All the records below must be returned exactly as they stand.

BEGIN Available records

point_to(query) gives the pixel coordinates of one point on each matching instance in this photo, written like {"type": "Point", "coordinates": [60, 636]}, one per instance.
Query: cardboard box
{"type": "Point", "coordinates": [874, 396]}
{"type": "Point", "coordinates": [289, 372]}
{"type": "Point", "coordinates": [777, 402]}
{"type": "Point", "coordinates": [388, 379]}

END Available records

== Exercise result ==
point_to(query) gives the pixel coordinates of one point on each matching instance in this photo, written like {"type": "Point", "coordinates": [60, 636]}, one per instance.
Query: cardboard box
{"type": "Point", "coordinates": [874, 396]}
{"type": "Point", "coordinates": [289, 372]}
{"type": "Point", "coordinates": [777, 402]}
{"type": "Point", "coordinates": [388, 379]}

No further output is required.